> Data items
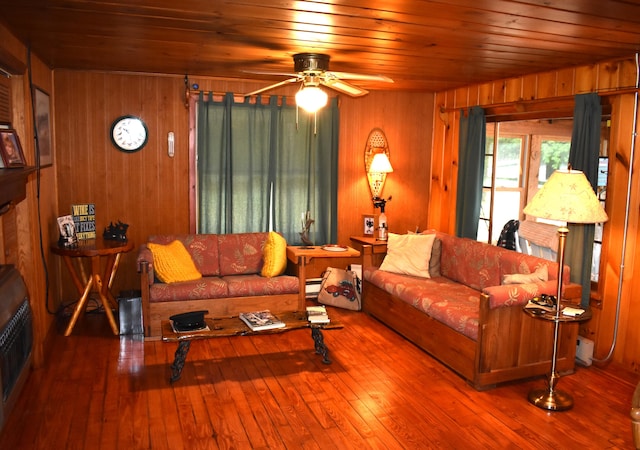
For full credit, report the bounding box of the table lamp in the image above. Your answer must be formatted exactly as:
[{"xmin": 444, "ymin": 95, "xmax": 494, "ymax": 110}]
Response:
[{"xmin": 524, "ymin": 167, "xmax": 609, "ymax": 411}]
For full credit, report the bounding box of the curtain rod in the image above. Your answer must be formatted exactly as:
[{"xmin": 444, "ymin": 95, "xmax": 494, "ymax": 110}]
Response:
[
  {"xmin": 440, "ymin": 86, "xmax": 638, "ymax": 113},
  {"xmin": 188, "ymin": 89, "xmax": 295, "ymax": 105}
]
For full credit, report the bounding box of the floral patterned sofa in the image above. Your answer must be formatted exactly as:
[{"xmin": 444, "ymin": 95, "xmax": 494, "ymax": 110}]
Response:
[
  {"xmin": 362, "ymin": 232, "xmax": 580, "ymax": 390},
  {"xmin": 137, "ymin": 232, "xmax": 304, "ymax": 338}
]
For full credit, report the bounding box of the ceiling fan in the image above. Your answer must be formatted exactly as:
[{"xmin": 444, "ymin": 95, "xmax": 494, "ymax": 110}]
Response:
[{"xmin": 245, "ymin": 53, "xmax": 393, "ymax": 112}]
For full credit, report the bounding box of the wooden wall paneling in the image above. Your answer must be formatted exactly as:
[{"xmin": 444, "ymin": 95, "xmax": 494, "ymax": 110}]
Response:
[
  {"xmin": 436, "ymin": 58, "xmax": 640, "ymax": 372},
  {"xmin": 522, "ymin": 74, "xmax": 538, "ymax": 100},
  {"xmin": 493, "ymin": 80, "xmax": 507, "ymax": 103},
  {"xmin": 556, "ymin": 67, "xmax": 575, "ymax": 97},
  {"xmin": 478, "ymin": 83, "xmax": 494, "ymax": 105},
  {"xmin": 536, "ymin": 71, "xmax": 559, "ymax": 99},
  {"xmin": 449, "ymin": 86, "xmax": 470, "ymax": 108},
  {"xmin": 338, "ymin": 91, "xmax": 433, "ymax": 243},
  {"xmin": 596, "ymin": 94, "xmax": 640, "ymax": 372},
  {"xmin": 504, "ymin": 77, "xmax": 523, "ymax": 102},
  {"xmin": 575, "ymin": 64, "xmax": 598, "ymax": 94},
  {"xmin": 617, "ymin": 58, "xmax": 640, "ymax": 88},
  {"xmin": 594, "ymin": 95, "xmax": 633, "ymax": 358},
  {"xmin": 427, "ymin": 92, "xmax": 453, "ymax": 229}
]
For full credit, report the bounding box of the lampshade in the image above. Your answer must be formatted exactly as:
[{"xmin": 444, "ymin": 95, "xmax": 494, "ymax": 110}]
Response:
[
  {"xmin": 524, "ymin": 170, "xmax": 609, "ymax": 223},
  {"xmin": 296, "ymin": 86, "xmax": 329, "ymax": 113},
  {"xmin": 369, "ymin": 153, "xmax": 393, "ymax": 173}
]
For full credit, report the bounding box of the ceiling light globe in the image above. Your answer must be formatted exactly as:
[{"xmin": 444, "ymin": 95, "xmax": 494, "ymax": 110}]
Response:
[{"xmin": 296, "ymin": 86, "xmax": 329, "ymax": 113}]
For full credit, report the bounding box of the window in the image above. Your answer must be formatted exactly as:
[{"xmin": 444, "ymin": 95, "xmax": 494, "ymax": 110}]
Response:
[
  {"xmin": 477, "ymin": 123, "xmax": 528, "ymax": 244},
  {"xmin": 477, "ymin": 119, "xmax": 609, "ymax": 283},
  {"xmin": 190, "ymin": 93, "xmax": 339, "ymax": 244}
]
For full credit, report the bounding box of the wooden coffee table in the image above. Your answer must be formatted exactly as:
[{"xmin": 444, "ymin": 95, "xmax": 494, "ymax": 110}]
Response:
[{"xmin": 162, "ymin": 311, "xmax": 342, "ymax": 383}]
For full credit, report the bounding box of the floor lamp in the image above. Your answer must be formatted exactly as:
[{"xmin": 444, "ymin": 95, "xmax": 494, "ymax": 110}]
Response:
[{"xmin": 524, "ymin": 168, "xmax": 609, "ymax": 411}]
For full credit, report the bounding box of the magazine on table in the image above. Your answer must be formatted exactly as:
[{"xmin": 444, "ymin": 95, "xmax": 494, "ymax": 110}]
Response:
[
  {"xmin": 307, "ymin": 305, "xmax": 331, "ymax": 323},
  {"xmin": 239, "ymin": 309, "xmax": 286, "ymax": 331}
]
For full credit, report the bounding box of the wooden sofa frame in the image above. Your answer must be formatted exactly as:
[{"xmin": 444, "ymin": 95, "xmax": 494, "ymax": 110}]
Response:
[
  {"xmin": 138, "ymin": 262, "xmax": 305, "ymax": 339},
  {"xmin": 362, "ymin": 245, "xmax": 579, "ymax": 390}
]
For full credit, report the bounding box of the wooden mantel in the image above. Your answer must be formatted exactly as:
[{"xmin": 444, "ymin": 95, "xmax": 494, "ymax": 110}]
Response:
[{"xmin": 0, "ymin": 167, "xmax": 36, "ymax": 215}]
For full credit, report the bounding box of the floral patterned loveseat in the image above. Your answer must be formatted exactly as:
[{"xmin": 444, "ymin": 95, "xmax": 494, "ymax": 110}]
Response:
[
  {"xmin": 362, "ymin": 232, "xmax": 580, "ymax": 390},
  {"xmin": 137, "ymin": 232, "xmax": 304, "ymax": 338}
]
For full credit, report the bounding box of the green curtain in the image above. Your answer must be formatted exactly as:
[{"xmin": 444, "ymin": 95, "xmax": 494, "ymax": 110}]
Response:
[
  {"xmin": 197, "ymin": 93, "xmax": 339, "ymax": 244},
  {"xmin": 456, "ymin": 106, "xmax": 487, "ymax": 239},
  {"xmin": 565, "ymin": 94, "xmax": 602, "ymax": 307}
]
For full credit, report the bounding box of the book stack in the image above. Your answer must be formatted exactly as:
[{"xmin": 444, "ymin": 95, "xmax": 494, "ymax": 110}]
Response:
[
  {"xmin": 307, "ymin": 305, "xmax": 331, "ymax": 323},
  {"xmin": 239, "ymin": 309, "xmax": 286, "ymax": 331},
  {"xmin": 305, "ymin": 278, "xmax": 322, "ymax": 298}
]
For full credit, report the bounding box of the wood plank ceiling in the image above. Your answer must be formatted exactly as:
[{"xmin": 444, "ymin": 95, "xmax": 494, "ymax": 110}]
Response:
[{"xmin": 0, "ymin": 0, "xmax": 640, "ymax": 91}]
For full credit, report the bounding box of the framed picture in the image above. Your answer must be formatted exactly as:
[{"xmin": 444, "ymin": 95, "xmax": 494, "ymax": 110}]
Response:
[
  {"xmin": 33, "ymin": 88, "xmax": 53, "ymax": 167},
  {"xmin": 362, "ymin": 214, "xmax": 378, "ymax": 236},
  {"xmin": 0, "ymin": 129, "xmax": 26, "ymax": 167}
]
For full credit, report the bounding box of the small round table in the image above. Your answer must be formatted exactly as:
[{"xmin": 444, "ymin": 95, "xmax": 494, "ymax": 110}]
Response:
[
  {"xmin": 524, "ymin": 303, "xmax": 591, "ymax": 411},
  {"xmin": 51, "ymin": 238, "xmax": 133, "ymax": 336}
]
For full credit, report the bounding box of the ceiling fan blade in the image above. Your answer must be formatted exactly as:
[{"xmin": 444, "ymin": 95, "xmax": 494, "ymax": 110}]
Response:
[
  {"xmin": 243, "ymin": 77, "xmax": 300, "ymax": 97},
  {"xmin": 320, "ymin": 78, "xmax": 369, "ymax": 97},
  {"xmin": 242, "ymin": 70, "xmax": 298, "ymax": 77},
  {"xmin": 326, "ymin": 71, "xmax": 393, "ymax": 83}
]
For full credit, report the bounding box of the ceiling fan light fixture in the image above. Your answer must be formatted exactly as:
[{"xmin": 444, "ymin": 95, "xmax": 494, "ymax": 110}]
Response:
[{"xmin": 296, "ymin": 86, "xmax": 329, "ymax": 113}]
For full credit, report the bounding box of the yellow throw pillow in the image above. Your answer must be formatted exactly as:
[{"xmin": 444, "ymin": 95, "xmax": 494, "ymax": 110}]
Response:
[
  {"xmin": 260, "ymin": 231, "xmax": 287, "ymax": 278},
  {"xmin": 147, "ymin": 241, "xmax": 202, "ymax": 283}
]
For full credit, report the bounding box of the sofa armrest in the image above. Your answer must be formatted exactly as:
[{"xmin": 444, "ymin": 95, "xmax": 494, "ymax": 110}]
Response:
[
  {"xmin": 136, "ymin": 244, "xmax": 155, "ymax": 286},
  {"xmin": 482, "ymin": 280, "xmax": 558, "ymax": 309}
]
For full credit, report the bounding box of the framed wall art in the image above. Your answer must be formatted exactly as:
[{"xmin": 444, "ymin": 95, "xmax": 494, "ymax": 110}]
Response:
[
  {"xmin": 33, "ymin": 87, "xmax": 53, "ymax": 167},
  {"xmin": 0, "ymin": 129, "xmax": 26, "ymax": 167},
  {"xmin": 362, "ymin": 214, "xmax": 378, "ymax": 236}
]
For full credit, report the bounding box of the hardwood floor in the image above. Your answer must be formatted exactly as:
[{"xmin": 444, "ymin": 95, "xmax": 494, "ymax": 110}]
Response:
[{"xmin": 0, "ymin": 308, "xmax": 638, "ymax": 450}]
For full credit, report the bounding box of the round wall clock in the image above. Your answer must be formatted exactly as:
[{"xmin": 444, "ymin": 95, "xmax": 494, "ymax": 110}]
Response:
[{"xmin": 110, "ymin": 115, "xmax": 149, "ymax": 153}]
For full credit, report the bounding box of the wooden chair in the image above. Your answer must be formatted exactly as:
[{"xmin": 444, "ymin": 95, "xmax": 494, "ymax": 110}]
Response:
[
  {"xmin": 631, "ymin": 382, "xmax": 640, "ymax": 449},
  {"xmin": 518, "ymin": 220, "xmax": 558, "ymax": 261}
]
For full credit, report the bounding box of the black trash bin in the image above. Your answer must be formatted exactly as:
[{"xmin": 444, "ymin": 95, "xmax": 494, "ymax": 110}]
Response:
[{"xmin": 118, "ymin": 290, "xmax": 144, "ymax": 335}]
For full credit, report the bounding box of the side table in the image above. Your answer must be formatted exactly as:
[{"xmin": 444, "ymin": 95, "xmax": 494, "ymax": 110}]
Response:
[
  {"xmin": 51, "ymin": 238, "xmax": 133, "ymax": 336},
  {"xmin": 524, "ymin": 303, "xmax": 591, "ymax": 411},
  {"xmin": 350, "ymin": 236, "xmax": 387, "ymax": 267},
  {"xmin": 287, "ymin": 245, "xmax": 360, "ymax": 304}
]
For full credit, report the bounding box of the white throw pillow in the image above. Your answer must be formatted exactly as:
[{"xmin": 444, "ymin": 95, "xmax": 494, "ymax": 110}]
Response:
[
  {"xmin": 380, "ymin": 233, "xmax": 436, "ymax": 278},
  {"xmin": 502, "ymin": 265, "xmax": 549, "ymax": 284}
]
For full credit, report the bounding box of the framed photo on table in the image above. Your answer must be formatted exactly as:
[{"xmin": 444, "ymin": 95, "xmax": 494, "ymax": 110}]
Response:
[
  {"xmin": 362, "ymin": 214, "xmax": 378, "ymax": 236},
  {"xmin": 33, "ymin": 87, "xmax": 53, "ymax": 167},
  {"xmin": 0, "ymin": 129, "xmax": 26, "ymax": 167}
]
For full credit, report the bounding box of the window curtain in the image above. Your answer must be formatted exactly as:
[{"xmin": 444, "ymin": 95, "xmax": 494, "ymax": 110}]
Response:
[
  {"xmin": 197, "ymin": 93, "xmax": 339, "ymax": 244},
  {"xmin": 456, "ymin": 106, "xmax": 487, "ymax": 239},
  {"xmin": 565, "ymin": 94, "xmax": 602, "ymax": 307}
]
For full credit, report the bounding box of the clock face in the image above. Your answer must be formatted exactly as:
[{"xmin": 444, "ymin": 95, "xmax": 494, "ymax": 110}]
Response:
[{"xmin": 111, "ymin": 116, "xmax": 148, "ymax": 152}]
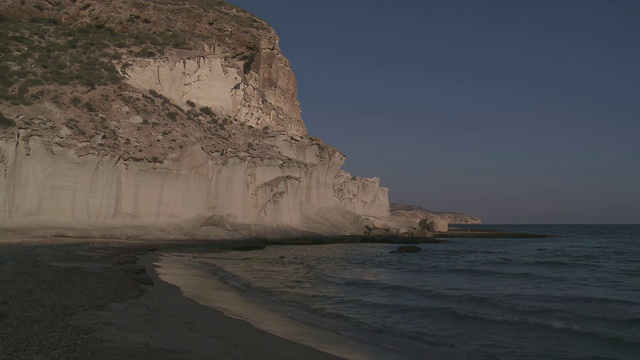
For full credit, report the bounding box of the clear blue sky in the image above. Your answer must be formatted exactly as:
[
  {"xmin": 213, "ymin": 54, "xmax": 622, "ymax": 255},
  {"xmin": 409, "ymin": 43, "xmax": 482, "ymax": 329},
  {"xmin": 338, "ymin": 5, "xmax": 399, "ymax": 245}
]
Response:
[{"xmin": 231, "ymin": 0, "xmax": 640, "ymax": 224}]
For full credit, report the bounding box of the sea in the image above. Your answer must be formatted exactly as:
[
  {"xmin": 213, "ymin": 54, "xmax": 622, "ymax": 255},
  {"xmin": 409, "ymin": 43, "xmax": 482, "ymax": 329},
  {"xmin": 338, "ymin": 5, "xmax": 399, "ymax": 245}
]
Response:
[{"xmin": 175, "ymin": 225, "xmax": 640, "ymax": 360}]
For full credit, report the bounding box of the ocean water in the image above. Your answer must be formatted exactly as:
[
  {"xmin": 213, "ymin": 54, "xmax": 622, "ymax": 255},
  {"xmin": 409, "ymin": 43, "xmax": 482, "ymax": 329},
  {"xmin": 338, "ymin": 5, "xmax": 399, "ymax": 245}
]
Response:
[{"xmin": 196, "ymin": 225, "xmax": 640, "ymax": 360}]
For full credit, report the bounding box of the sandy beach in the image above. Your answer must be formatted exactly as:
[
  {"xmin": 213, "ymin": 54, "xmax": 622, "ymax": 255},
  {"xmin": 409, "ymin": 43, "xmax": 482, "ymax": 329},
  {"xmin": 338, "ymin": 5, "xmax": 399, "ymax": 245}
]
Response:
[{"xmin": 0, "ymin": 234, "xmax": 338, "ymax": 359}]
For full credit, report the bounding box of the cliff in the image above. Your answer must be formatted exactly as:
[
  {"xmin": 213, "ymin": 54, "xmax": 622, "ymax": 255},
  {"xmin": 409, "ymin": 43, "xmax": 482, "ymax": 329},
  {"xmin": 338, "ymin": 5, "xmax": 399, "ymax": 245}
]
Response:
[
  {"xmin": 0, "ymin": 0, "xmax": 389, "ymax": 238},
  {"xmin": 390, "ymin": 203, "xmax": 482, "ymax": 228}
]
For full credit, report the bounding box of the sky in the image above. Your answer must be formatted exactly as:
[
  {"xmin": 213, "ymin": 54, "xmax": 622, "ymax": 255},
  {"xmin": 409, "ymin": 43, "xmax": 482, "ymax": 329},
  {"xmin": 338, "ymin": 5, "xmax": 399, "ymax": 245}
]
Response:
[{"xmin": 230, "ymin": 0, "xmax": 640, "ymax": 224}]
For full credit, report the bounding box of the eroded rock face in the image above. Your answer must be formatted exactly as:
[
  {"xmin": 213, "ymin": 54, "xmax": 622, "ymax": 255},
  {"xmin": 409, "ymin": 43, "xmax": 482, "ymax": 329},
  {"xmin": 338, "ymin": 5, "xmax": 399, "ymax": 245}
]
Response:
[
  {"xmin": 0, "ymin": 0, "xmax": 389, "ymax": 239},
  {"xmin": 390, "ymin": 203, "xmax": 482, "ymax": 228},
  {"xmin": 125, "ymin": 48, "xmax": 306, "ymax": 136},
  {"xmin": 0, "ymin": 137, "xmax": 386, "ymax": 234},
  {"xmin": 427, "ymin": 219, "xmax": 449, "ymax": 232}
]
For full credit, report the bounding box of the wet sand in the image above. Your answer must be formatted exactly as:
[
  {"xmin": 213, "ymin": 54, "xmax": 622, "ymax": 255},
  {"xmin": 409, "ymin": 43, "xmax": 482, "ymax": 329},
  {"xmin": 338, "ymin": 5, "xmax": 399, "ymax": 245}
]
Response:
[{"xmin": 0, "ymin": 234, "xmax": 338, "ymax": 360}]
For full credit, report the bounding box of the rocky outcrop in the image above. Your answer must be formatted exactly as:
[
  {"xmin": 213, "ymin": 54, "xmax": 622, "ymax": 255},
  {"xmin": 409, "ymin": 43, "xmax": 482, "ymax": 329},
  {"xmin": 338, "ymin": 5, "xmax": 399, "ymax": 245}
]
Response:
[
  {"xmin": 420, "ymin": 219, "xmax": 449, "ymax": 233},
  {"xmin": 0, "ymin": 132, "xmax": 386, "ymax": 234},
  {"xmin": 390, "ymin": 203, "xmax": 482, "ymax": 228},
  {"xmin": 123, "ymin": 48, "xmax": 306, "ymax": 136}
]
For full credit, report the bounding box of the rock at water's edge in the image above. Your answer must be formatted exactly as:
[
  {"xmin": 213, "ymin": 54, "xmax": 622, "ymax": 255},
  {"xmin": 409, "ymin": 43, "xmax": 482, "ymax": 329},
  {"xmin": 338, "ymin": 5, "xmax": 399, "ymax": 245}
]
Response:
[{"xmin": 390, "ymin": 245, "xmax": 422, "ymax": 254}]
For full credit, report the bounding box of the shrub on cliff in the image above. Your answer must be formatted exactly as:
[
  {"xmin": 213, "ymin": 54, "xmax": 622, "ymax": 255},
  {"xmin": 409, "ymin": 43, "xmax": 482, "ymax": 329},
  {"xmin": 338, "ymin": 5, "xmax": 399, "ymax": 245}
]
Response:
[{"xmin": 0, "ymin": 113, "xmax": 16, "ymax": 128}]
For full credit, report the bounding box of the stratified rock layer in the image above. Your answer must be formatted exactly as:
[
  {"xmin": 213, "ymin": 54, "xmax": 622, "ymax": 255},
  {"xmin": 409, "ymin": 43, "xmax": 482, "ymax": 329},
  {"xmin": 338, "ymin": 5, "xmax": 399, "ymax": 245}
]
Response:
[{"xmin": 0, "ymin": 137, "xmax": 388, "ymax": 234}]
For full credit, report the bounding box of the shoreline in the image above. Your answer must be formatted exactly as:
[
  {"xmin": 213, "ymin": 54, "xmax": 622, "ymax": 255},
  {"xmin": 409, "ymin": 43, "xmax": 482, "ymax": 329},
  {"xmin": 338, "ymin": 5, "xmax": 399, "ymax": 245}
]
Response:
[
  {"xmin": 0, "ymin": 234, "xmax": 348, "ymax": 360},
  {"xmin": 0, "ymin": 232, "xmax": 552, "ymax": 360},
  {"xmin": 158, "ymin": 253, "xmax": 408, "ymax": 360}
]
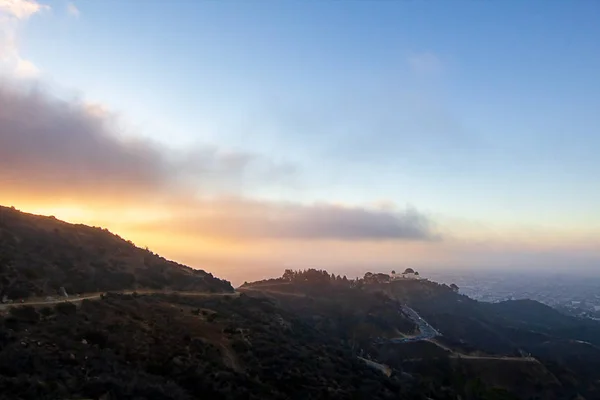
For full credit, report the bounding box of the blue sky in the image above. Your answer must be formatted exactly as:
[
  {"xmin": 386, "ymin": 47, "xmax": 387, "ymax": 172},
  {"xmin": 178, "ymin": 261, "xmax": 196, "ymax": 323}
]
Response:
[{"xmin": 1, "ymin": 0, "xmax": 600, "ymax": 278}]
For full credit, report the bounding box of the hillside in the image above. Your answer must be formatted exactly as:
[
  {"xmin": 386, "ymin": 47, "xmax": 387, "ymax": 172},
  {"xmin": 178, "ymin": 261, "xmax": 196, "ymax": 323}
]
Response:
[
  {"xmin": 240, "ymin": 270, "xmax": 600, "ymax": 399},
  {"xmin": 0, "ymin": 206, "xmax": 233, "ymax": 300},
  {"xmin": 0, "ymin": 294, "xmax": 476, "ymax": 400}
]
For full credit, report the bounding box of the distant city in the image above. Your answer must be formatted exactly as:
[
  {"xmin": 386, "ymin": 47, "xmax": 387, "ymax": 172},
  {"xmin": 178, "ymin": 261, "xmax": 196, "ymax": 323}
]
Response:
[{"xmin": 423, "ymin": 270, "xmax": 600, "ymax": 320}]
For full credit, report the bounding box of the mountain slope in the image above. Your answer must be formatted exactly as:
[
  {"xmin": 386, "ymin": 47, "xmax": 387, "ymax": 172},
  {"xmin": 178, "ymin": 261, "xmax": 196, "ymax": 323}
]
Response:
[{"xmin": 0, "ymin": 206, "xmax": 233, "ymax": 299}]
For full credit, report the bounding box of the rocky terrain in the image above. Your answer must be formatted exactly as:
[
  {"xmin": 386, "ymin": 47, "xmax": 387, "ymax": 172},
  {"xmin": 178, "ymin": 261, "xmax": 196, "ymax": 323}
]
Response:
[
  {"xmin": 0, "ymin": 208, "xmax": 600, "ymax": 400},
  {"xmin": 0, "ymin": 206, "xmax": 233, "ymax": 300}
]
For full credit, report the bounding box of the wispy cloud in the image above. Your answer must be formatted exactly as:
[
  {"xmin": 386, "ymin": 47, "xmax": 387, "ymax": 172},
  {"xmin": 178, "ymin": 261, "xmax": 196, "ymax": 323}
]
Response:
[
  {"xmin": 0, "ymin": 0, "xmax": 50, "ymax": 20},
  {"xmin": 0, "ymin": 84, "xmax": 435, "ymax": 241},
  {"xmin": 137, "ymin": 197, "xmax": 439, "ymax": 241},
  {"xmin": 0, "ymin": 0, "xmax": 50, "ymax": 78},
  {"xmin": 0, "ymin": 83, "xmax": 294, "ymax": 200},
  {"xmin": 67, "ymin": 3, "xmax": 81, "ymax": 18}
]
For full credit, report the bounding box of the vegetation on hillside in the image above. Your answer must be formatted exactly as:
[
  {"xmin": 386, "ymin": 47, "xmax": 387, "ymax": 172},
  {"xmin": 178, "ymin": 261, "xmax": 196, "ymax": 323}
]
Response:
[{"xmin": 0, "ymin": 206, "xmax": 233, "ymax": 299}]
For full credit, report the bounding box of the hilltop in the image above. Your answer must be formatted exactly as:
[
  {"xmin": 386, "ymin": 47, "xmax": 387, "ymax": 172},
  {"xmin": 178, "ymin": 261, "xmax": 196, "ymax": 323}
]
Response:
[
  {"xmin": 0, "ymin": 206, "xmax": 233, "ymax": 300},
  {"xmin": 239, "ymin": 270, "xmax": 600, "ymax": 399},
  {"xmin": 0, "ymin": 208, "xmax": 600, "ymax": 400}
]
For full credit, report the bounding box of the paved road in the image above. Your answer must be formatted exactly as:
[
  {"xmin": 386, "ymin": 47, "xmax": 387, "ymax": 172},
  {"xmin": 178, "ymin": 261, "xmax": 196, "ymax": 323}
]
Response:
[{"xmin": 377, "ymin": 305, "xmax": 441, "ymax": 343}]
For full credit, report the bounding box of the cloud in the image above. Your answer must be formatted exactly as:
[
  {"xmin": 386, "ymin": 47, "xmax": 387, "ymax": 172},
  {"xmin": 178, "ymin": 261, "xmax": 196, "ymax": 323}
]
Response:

> Set exercise
Please report, in full, every line of the entries above that contains the word "floral". Case counts.

> The output
For full credit, report the bounding box of the floral patterned sofa in the image above. Your answer must be formatted exactly as:
For full credit, report the bounding box of the floral patterned loveseat in the image above. Your answer must be formatted exactly as:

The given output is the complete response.